### What the task asks
Please write out everything from the line containing "Target: cabinet door" down to the line containing "[[[88,88],[121,91],[121,26],[88,17]]]", with both of those lines included and the requests kept unchanged. Raise every coordinate in the answers by 14.

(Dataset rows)
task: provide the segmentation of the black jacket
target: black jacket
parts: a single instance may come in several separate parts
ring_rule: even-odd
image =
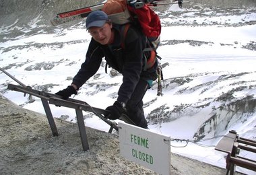
[[[146,61],[143,50],[148,47],[146,38],[131,26],[125,38],[122,39],[121,27],[114,26],[113,28],[115,34],[113,44],[101,45],[92,38],[86,61],[81,65],[81,69],[74,77],[72,83],[79,88],[97,72],[102,58],[105,57],[106,63],[123,76],[123,83],[118,92],[117,100],[127,103],[140,78],[145,80],[156,79],[157,61],[152,68],[143,71]],[[123,47],[122,40],[124,40]],[[149,53],[146,54],[148,55]]]

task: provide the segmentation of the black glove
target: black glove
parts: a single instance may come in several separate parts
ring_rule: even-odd
[[[109,111],[109,114],[106,114],[105,117],[111,120],[115,120],[120,118],[121,114],[125,111],[124,103],[116,101],[113,106],[106,108]]]
[[[62,99],[67,100],[70,97],[72,94],[77,94],[77,92],[75,90],[75,88],[72,85],[69,85],[66,89],[64,89],[61,91],[58,92],[55,94],[56,95],[59,95],[61,96]]]

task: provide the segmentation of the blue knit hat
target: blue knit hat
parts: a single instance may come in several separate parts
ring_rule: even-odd
[[[88,30],[90,27],[102,27],[106,21],[108,21],[108,17],[105,12],[100,10],[94,11],[86,18],[86,29]]]

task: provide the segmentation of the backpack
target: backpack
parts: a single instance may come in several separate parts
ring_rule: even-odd
[[[146,48],[143,51],[151,51],[151,55],[150,58],[146,58],[144,55],[146,63],[143,69],[146,71],[154,65],[157,59],[161,59],[156,53],[160,41],[161,22],[159,16],[145,3],[140,1],[133,1],[133,3],[127,4],[127,2],[130,1],[129,0],[107,0],[102,11],[108,15],[113,24],[123,25],[122,48],[124,48],[124,39],[131,23],[138,26],[147,37],[148,42],[150,42],[150,48]],[[139,1],[138,3],[137,1]],[[106,72],[106,65],[105,69]],[[160,63],[158,63],[157,74],[158,96],[162,96],[161,81],[164,79]]]
[[[159,16],[142,2],[139,4],[143,5],[137,7],[137,1],[132,4],[127,4],[129,1],[129,0],[107,0],[102,10],[108,15],[114,24],[121,25],[129,23],[135,24],[156,49],[160,44],[161,34],[161,22]]]

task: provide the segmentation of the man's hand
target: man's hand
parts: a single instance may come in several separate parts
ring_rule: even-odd
[[[109,114],[105,115],[105,117],[111,120],[119,118],[121,114],[125,111],[125,106],[123,106],[122,103],[116,101],[113,106],[106,108],[106,110],[109,111]]]
[[[77,92],[75,90],[74,87],[72,85],[69,85],[66,89],[59,91],[55,94],[61,96],[61,98],[63,100],[67,100],[72,94],[77,94]]]

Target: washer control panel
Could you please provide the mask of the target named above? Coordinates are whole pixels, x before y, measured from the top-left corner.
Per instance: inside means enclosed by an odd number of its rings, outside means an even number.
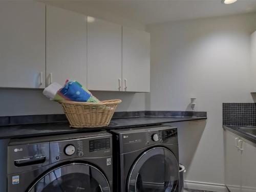
[[[154,133],[152,135],[152,140],[154,141],[158,141],[159,140],[159,136],[157,133]]]
[[[104,157],[111,155],[110,136],[95,137],[50,142],[50,162],[74,158]]]
[[[67,155],[72,155],[76,151],[76,148],[72,145],[68,145],[64,150]]]

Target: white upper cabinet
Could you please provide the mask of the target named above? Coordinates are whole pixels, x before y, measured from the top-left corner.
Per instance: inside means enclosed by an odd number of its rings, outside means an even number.
[[[123,91],[150,91],[150,35],[123,27]]]
[[[0,1],[0,87],[45,87],[46,7]]]
[[[88,16],[88,88],[121,91],[122,27]]]
[[[250,89],[251,93],[256,93],[256,31],[250,38]]]
[[[67,79],[87,84],[87,16],[46,7],[46,83]]]

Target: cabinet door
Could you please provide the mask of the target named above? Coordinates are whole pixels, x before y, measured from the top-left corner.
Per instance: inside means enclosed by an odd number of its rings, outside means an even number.
[[[242,191],[256,191],[256,144],[243,142],[242,155]]]
[[[238,137],[225,131],[225,184],[231,192],[241,191],[241,153],[236,147]]]
[[[45,87],[46,7],[0,1],[0,87]]]
[[[123,91],[150,91],[150,36],[144,31],[122,28]]]
[[[47,6],[47,84],[87,83],[87,16]]]
[[[88,88],[121,91],[121,26],[88,17]]]

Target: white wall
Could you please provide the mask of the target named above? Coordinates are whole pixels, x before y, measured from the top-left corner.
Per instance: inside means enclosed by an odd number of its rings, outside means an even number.
[[[41,1],[47,4],[69,8],[71,1]],[[79,2],[75,2],[79,4]],[[76,11],[85,15],[105,19],[120,25],[144,30],[144,25],[125,19],[111,13],[99,11],[89,7],[82,8],[79,5]],[[74,11],[74,10],[73,10]],[[61,105],[50,101],[42,94],[42,90],[0,88],[0,116],[62,113]],[[117,111],[145,110],[145,94],[143,93],[119,93],[114,92],[93,92],[100,100],[121,99]]]
[[[93,92],[99,99],[122,99],[117,111],[145,110],[145,94]],[[0,88],[0,116],[63,113],[61,106],[42,94],[42,89]]]
[[[146,96],[146,110],[191,110],[190,98],[196,97],[196,110],[207,112],[205,126],[176,124],[186,180],[224,183],[222,104],[253,102],[250,35],[255,21],[256,14],[251,14],[147,27],[151,92]]]

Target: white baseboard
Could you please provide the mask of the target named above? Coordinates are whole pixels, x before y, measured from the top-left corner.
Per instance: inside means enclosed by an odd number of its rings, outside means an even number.
[[[228,192],[226,186],[222,184],[185,181],[184,188],[216,192]]]

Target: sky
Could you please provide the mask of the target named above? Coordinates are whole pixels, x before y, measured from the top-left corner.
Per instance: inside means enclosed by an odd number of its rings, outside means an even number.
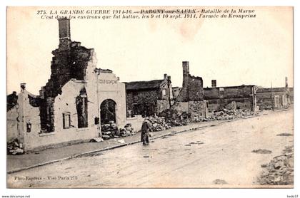
[[[72,19],[71,37],[94,48],[97,67],[112,70],[123,82],[162,79],[167,73],[173,86],[181,86],[182,61],[189,61],[190,73],[202,77],[204,87],[213,79],[217,86],[283,87],[286,76],[293,86],[292,8],[252,9],[256,17],[244,19]],[[55,9],[8,9],[8,94],[19,93],[21,83],[38,94],[50,78],[58,21],[41,19],[36,12]]]

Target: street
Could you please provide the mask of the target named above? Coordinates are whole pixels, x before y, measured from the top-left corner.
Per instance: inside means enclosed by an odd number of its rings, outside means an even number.
[[[8,187],[255,187],[293,145],[280,133],[294,134],[291,108],[9,174]]]

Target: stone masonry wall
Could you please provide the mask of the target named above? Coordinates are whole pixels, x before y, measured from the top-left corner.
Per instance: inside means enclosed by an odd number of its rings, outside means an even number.
[[[203,100],[203,80],[201,77],[192,76],[189,74],[188,61],[182,62],[183,82],[182,88],[176,98],[176,101],[201,101]]]

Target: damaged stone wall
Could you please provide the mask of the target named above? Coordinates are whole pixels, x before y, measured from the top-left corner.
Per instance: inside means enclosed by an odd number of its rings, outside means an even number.
[[[206,101],[189,101],[189,113],[191,114],[191,118],[194,118],[194,116],[205,118],[206,115]]]
[[[171,77],[165,74],[164,80],[160,81],[160,84],[155,88],[126,89],[127,117],[133,115],[141,115],[143,117],[158,115],[170,108],[173,103]],[[129,83],[135,83],[138,85],[140,82]]]
[[[61,94],[62,87],[71,78],[85,80],[86,70],[91,59],[92,49],[81,46],[70,38],[69,19],[59,20],[59,46],[52,51],[50,79],[40,91],[41,127],[43,132],[53,132],[54,127],[54,102]]]
[[[171,108],[179,114],[186,113],[191,117],[197,115],[205,118],[206,106],[204,101],[202,78],[192,76],[189,74],[188,61],[182,62],[182,88],[176,89],[176,90],[180,90],[180,91]]]
[[[201,101],[204,99],[203,80],[201,77],[189,74],[189,61],[182,62],[182,88],[176,98],[178,102]]]
[[[294,101],[291,88],[259,88],[256,91],[257,105],[260,109],[271,107],[287,107]]]
[[[158,90],[127,90],[127,112],[143,117],[154,115],[157,112],[157,98],[161,93]]]

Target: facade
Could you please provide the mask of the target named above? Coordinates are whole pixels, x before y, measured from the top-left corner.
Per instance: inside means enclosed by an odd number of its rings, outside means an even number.
[[[261,110],[287,108],[294,103],[294,88],[289,88],[288,78],[285,78],[283,88],[259,88],[257,91],[257,104]]]
[[[257,110],[256,85],[216,87],[215,80],[211,83],[211,88],[204,89],[209,112],[230,109],[233,106],[236,109]]]
[[[7,140],[17,138],[25,150],[101,137],[101,104],[108,100],[114,101],[114,121],[126,123],[125,84],[111,71],[96,68],[94,49],[71,41],[69,19],[59,25],[59,46],[40,95],[21,84],[21,93],[9,97],[16,103],[8,104]]]
[[[257,105],[261,110],[286,108],[294,102],[292,88],[259,88],[256,91]]]
[[[127,116],[158,115],[173,104],[171,76],[164,79],[126,83]]]
[[[182,62],[182,88],[176,88],[176,97],[172,108],[179,113],[186,113],[191,118],[205,118],[207,113],[206,102],[204,100],[202,78],[189,73],[189,61]]]

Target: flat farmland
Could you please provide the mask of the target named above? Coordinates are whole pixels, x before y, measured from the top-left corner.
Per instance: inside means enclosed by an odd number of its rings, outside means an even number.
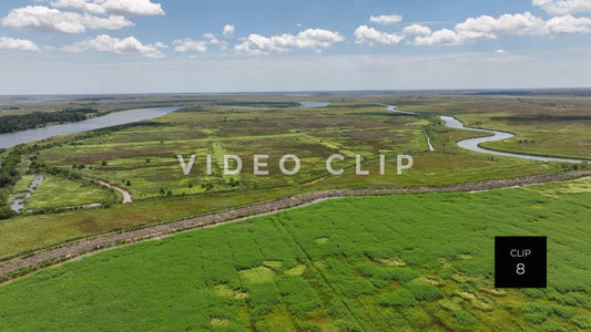
[[[426,135],[434,152],[428,148]],[[320,189],[432,187],[558,173],[571,167],[491,157],[456,145],[471,136],[473,133],[442,126],[435,116],[396,114],[370,103],[345,101],[322,108],[195,106],[152,121],[52,138],[42,143],[47,147],[23,156],[22,173],[34,162],[45,165],[44,169],[100,178],[129,190],[134,201],[0,221],[6,235],[0,258],[81,237]],[[278,170],[278,159],[288,153],[302,159],[300,170],[294,176]],[[335,153],[346,158],[336,164],[345,169],[339,176],[329,175],[325,168],[326,158]],[[411,155],[415,163],[398,176],[396,155],[400,153]],[[197,155],[188,176],[183,174],[177,154],[185,160],[191,154]],[[222,174],[224,154],[243,158],[241,174]],[[269,176],[253,175],[253,154],[269,155]],[[363,156],[361,168],[369,175],[355,174],[356,154]],[[386,155],[385,175],[379,175],[379,154]],[[206,155],[212,155],[212,175],[205,174]],[[83,183],[77,186],[84,188]],[[54,197],[67,194],[58,191]],[[33,195],[31,201],[41,208],[44,199]]]
[[[0,330],[584,331],[590,186],[328,200],[109,250],[1,287]],[[493,288],[502,235],[548,236],[547,289]]]

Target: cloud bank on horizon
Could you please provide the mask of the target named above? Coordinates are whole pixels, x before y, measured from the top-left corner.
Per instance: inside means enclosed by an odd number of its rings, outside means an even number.
[[[381,31],[363,22],[353,35],[346,37],[339,31],[332,31],[318,27],[310,27],[296,34],[277,33],[263,35],[251,32],[247,37],[230,48],[238,54],[271,54],[284,53],[293,50],[312,49],[320,52],[334,43],[343,42],[347,38],[355,38],[355,43],[367,46],[393,46],[403,41],[406,44],[425,45],[461,45],[481,40],[498,39],[500,35],[543,35],[559,38],[565,34],[591,32],[591,0],[532,0],[533,8],[542,9],[549,18],[543,19],[530,11],[522,13],[505,13],[499,17],[481,14],[466,18],[454,27],[432,29],[417,22],[404,24],[397,31]],[[574,17],[573,14],[582,14]],[[22,29],[33,32],[81,34],[89,30],[123,30],[135,25],[134,18],[150,18],[166,15],[163,4],[152,0],[33,0],[30,6],[13,8],[2,19],[4,28]],[[391,25],[404,22],[399,13],[381,13],[370,15],[369,24]],[[233,38],[236,28],[226,23],[221,31],[221,38]],[[31,40],[1,37],[1,50],[40,52],[44,48]],[[228,50],[228,41],[220,40],[214,33],[207,32],[202,40],[191,37],[175,37],[167,41],[176,52],[203,53],[208,45],[217,44]],[[155,45],[160,45],[155,46]],[[114,53],[136,52],[147,58],[164,58],[161,51],[166,42],[153,41],[142,43],[135,37],[115,38],[105,33],[89,37],[71,45],[58,49],[65,52],[101,51]],[[167,45],[166,45],[167,46]],[[45,48],[47,49],[47,48]]]
[[[422,10],[434,3],[431,0],[406,6],[385,2],[375,8],[374,2],[354,0],[367,4],[363,15],[355,6],[335,10],[324,8],[322,2],[313,3],[318,13],[304,11],[306,14],[297,15],[296,7],[304,2],[258,4],[265,1],[234,1],[230,7],[205,0],[4,2],[0,3],[0,59],[10,54],[37,54],[37,59],[62,54],[68,59],[79,56],[84,63],[100,54],[113,54],[100,58],[106,62],[128,54],[123,59],[156,62],[167,58],[275,61],[292,54],[302,61],[306,56],[330,56],[343,62],[356,58],[360,64],[375,54],[441,54],[440,59],[447,59],[450,52],[457,52],[465,59],[485,54],[483,59],[495,63],[501,59],[523,60],[523,45],[528,43],[587,51],[591,40],[591,0],[532,0],[519,6],[506,1],[502,11],[502,6],[487,8],[486,3],[467,2],[471,7],[460,10],[465,6],[458,6],[454,17]],[[252,19],[266,10],[264,20]],[[327,10],[335,13],[323,17]]]

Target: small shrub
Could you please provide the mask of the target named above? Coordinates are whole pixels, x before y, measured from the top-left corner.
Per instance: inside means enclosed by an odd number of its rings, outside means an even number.
[[[548,322],[543,324],[543,330],[547,332],[567,332],[564,328],[554,322]]]
[[[591,323],[584,317],[581,317],[581,315],[573,317],[571,319],[571,322],[573,322],[580,329],[591,329]]]
[[[415,299],[419,301],[435,301],[444,298],[444,293],[436,287],[425,283],[407,283],[406,289],[408,289]]]
[[[572,317],[572,311],[570,311],[569,309],[562,305],[554,305],[552,307],[552,310],[558,317],[565,318],[565,319],[569,319]]]
[[[451,313],[458,324],[471,325],[478,322],[478,320],[466,310],[456,310]]]
[[[417,304],[415,295],[406,289],[400,289],[394,293],[385,293],[378,298],[381,307],[414,307]]]

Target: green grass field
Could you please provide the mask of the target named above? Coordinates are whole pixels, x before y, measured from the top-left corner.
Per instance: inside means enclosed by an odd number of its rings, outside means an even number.
[[[387,102],[406,111],[454,115],[467,126],[516,134],[509,139],[486,143],[485,147],[591,159],[590,98],[405,96]]]
[[[167,222],[318,189],[441,186],[563,169],[557,163],[491,157],[460,149],[456,142],[473,133],[444,127],[436,117],[395,114],[361,97],[328,100],[334,104],[323,108],[231,108],[203,103],[152,121],[50,139],[47,147],[23,156],[21,174],[28,172],[33,160],[44,163],[48,167],[123,187],[132,193],[134,201],[105,209],[22,215],[0,220],[3,234],[0,258],[72,238]],[[427,104],[422,107],[432,105],[434,112],[439,111],[441,97],[420,101]],[[499,98],[482,101],[493,106],[500,104]],[[469,106],[461,100],[458,105]],[[425,133],[431,137],[435,152],[428,151]],[[225,153],[243,157],[244,169],[240,176],[222,175],[221,159]],[[252,174],[255,153],[271,156],[269,176]],[[277,159],[286,153],[297,154],[302,159],[300,172],[295,176],[278,172]],[[340,163],[346,169],[340,176],[330,176],[325,169],[325,158],[334,153],[347,158]],[[395,155],[399,153],[415,158],[414,167],[401,176],[395,169]],[[177,154],[185,158],[197,154],[190,176],[183,175]],[[207,154],[213,156],[211,176],[204,174]],[[355,154],[364,156],[363,167],[370,170],[369,176],[355,175]],[[378,174],[379,154],[387,156],[384,176]],[[240,184],[232,185],[231,178]],[[21,179],[13,193],[24,187],[27,179]],[[104,191],[61,180],[63,185],[69,184],[68,190],[48,183],[48,190],[33,195],[30,204],[34,208],[90,204]],[[206,184],[213,188],[208,189]],[[72,195],[71,190],[78,194]]]
[[[114,194],[93,184],[45,175],[33,195],[27,199],[26,209],[79,207],[83,205],[114,200]]]
[[[0,287],[0,330],[584,331],[590,187],[328,200],[109,250]],[[548,289],[493,288],[503,235],[548,236]]]

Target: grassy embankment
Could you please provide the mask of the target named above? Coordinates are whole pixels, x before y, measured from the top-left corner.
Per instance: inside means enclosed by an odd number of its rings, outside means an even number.
[[[329,200],[109,250],[1,287],[0,330],[583,331],[590,188]],[[548,289],[493,288],[502,235],[548,236]]]
[[[439,186],[561,169],[557,164],[462,151],[455,142],[472,134],[442,127],[434,121],[351,103],[317,110],[197,107],[150,122],[54,138],[45,143],[52,144],[51,147],[32,156],[35,162],[128,188],[134,203],[109,209],[20,216],[0,221],[4,235],[0,257],[71,238],[171,221],[317,189]],[[425,132],[431,136],[435,152],[427,151]],[[240,176],[222,175],[221,158],[225,153],[243,157]],[[268,177],[252,175],[254,153],[271,156]],[[296,176],[283,176],[278,172],[277,159],[286,153],[294,153],[302,159],[302,170]],[[346,168],[342,176],[329,176],[325,169],[325,158],[334,153],[347,157],[340,164]],[[378,174],[376,158],[380,153],[388,157],[385,176]],[[398,153],[415,158],[412,169],[403,176],[395,175],[393,158]],[[197,154],[190,176],[183,175],[176,154],[186,158]],[[207,154],[214,157],[212,176],[204,174]],[[355,175],[355,154],[364,155],[364,168],[370,170],[369,176]],[[72,168],[74,165],[77,167]],[[240,184],[232,185],[231,178]],[[319,181],[304,185],[314,180]],[[211,184],[213,188],[207,189],[203,184]],[[34,199],[33,196],[32,201]]]

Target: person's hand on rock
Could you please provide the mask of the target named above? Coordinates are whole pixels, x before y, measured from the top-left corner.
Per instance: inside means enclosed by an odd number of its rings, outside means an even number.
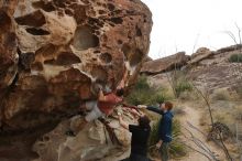
[[[138,108],[147,108],[146,105],[138,105]]]

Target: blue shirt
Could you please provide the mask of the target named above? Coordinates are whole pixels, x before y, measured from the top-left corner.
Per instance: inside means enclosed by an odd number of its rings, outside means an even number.
[[[170,111],[164,112],[162,109],[155,107],[147,107],[148,110],[162,115],[158,124],[158,138],[163,142],[172,141],[172,125],[173,125],[173,114]]]

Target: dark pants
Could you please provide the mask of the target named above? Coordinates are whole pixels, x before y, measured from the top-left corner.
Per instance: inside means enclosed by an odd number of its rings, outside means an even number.
[[[147,159],[146,155],[131,153],[130,158],[127,158],[127,159],[121,160],[121,161],[150,161],[150,160]]]
[[[161,154],[162,161],[167,161],[169,159],[168,148],[169,148],[168,142],[162,143],[162,147],[160,148],[160,154]]]

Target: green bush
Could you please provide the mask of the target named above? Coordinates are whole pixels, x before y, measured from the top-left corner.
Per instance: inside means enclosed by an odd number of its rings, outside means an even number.
[[[193,90],[193,85],[186,79],[178,80],[177,84],[175,85],[175,92],[177,97],[179,97],[180,94],[184,92],[191,92],[191,90]]]
[[[156,121],[152,126],[152,131],[148,140],[148,147],[150,147],[150,155],[152,157],[158,157],[158,150],[156,149],[155,144],[158,141],[158,124],[160,121]],[[184,143],[180,142],[180,122],[178,120],[173,121],[173,141],[169,146],[169,154],[172,158],[182,158],[185,157],[187,153],[186,147]]]
[[[229,62],[231,63],[242,63],[242,54],[233,54],[230,56]]]
[[[155,105],[157,103],[164,103],[167,99],[164,93],[165,90],[163,88],[155,89],[151,87],[147,78],[141,76],[125,100],[132,105]]]

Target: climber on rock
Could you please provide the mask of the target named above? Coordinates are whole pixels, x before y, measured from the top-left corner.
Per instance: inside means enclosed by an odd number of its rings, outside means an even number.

### Correct output
Target: cabinet door
Could you please provide the mask of the target named above? Coordinates are whole pixels, x before y, measured from the top-left corner.
Per instance: inside means enclosed by an odd number of its rings, outside means an even number.
[[[256,205],[270,205],[270,158],[257,156],[256,169]]]
[[[252,151],[239,145],[239,198],[245,206],[255,205],[255,167],[250,161]]]
[[[59,101],[60,21],[14,15],[14,101]]]
[[[137,105],[164,105],[164,50],[158,45],[136,42]]]
[[[61,20],[61,98],[101,97],[101,30]]]
[[[102,102],[135,105],[135,40],[102,31]]]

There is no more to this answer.